GIVEN DATA ▸
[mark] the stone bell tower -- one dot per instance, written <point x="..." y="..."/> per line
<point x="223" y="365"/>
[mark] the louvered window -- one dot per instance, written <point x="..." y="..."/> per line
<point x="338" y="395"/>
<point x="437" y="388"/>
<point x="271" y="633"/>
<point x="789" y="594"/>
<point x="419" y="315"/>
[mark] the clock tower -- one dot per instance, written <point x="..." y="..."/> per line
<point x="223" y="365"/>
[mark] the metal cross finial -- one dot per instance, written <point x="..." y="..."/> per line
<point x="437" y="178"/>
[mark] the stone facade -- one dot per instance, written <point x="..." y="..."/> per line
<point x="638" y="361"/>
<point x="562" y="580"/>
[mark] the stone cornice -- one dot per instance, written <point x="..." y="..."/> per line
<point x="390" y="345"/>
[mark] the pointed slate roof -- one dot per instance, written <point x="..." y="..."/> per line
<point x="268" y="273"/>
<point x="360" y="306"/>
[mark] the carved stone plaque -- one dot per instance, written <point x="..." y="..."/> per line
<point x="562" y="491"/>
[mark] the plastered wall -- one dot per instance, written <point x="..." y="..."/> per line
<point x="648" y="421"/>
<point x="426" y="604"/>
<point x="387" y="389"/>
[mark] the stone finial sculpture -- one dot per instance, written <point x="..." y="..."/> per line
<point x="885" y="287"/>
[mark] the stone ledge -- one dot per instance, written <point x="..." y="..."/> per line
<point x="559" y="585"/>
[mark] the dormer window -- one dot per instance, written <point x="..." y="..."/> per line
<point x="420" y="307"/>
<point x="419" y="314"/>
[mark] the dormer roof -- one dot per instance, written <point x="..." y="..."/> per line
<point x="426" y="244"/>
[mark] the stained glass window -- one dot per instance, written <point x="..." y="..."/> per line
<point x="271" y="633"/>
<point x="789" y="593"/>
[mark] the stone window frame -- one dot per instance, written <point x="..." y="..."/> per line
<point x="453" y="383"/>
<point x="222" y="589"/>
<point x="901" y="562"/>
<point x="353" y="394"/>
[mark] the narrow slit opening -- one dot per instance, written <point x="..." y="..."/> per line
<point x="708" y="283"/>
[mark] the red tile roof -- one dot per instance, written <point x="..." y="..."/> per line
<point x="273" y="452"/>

TASK OBJECTIVE ▸ What you copy should begin at the line with "[mark] the stone ledge" and end at the final line of the listing, each line exactly as it is.

SOLUTION FOR THIS TASK ▸
[mark] the stone ledge -- one dot per instance, written <point x="..." y="..."/> per line
<point x="559" y="585"/>
[mark] the dormer window -- one dot per instance, written <point x="..." y="..."/> per line
<point x="420" y="307"/>
<point x="419" y="314"/>
[mark] the dormer roof -- one dot per instance, written <point x="..." y="..."/> per line
<point x="426" y="244"/>
[mark] the stained glass window -- one dot per instance, written <point x="..." y="..."/> per line
<point x="271" y="633"/>
<point x="789" y="593"/>
[mark] the stone window frame -- one dot per instance, written <point x="..." y="..."/> per line
<point x="453" y="383"/>
<point x="222" y="589"/>
<point x="901" y="562"/>
<point x="353" y="394"/>
[mark] the narrow slit opening -- one dot per instance, written <point x="..." y="..."/> per line
<point x="708" y="283"/>
[mark] the red tile roof -- one dot per instance, written <point x="..." y="..."/> per line
<point x="273" y="452"/>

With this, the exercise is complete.